§ **ДАННЫЙ ТЕКСТ**:
****************

За десять лет до убийства Кирова Сталин ясно объяснил, чем отличается его взгляд на этот вопрос от троцкистского: «Большевизм не может принять противопоставления партии партийному аппарату»[558]. Чистка аппарата не значит его разрушение и подчинение советам. Сталин действует во имя укрепления монолитности государственно‑партийной машины. Именно в этом ключевое отличие его подхода от других направлений большевизма: «Троцкизм есть недоверие к большевистской партийности, к ее монолитности… Троцкизм в области организационной есть теория сожительства революционеров и оппортунистов, их группировок и группировочек в недрах единой партии»[559]. А нам рассказывают о сталинской приверженности альтернативным выборам. Сталин предпочитал тщательно отбирать преданные и подготовленные кадры. А доброхоты из числа нынешних устряловцев приписывают ему намерение отдать власть на поток и разграбление случайных людей – лишь бы извести «большевистскую заразу». Правда, непонятно, почему при тайном голосовании массы проголосуют именно против неугодных Сталину коммунистов и именно за его ставленников. Ведь не эсеров же собирался Сталин привести к власти?

В 1930 г. даже невинные беседы меньшевиков на квартире у Суханова кончились для тысяч «спецов» «проверочно‑мордобойной работой» (слова Сталина)[560]. Если бы Сталин и разрешил выборы из двух кандидатов, то только – из двух хорошо проверенных, лояльных партии. А это значит, что «конституционная реформа» в любом случае была для Сталина муляжом.

Сталин все‑таки победил своих врагов в 1937–1938 гг., и мог ввести те порядки, которые считал нужными. И где искомая Ю. Жуковым и Ю. Мухиным демократия? Хорошо, дальше была война. Но затем Сталин снова победил своих врагов, расширил границы. И опять никакой демократии.

Сталин свернул даже осторожные эксперименты с ограниченной «народной демократией» в Восточной Европе. Может быть, на этот раз происки американцев не позволили Сталину ввести демократию по западному образцу? Но тогда почему «происки коммунистов» не заставили американцев отменить многопартийность?

****************

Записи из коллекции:

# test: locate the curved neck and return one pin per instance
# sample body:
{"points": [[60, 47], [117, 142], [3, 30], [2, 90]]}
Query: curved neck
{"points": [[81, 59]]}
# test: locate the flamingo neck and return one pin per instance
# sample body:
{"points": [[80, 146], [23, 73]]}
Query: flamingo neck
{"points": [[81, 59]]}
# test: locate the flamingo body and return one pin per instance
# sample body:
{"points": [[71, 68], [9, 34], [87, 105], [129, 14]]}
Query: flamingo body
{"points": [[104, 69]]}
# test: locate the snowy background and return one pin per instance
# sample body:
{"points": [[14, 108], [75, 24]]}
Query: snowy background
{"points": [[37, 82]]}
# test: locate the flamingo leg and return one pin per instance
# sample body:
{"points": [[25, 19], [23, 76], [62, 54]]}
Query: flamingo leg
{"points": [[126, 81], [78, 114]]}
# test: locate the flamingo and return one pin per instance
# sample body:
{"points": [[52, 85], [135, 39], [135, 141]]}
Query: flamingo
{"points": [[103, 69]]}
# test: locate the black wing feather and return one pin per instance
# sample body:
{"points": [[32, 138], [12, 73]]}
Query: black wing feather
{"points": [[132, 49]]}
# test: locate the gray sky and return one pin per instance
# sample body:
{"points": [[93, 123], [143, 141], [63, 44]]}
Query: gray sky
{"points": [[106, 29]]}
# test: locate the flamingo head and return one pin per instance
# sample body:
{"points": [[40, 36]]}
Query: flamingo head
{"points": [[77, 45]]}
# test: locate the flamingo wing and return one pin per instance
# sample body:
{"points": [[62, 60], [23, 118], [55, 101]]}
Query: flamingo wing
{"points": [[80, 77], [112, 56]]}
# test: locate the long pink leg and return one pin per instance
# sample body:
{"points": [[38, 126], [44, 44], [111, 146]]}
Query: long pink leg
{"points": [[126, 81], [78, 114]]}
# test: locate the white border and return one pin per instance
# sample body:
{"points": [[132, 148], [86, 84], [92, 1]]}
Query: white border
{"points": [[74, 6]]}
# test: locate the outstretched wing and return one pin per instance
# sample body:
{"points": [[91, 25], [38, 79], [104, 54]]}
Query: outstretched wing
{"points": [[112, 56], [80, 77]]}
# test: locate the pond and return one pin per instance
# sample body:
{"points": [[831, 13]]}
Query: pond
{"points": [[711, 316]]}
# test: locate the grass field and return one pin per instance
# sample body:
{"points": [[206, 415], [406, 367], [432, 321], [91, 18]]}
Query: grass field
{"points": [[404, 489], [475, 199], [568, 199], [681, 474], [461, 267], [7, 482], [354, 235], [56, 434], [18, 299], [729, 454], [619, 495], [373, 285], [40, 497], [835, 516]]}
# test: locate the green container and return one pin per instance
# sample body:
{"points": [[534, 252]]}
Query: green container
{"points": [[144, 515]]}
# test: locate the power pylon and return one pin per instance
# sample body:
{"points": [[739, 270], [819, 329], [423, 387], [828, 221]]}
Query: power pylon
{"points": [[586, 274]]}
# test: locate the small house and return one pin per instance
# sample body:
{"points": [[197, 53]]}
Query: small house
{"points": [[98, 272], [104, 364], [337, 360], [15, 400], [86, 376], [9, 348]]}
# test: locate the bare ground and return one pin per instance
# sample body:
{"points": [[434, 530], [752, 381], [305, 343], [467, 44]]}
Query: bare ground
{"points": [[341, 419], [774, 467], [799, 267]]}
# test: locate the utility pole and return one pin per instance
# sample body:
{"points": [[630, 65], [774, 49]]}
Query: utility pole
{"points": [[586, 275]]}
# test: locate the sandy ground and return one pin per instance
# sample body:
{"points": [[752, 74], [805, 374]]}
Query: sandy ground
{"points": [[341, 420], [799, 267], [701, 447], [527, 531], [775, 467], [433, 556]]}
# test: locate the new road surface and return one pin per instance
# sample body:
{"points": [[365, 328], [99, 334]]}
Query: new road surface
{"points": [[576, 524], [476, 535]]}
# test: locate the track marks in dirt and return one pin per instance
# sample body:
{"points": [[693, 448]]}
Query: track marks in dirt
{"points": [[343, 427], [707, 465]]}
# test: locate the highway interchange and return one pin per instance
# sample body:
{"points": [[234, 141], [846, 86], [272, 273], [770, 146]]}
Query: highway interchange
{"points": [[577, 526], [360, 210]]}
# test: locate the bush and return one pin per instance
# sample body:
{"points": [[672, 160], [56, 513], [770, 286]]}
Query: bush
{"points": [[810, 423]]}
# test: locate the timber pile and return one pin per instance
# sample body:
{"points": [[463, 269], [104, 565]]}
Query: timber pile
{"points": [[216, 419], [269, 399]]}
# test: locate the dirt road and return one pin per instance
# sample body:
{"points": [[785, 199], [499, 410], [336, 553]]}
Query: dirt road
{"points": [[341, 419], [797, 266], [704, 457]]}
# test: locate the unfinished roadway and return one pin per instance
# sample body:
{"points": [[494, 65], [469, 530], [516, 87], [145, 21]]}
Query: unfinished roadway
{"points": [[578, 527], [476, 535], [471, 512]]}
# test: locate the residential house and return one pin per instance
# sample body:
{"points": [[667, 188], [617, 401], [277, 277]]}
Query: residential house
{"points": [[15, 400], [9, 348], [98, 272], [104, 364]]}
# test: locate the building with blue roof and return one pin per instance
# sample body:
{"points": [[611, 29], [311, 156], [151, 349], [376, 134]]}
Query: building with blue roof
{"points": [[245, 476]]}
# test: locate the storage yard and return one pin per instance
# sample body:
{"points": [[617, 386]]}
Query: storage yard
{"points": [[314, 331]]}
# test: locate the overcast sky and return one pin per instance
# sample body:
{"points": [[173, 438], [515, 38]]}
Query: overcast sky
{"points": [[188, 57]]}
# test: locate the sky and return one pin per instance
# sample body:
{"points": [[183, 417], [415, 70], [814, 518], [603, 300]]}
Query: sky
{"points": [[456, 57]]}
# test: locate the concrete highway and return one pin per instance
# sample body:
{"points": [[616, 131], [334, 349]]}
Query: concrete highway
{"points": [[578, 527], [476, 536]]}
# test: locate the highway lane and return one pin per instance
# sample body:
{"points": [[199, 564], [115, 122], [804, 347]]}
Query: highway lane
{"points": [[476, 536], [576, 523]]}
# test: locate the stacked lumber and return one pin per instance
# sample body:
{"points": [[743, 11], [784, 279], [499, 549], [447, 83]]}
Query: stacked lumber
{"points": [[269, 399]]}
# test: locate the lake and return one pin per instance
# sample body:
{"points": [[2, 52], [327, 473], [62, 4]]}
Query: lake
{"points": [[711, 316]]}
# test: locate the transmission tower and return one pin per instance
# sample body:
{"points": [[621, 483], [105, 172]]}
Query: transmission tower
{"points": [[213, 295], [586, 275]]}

****************

§ **ЦЕЛЬ ЗАДАНИЯ**: Воспроизведите дословно фрагмент текста о Сталине, который открывается словами «Сталин все‑таки победил» и завершается словами «опять никакой демократии.». Для работы используйте только текст о Сталине.

§ **ОТВЕТ К УПРАЖНЕНИЮ**:
Сталин все‑таки победил своих врагов в 1937–1938 гг., и мог ввести те порядки, которые считал нужными. И где искомая Ю. Жуковым и Ю. Мухиным демократия? Хорошо, дальше была война. Но затем Сталин снова победил своих врагов, расширил границы. И опять никакой демократии.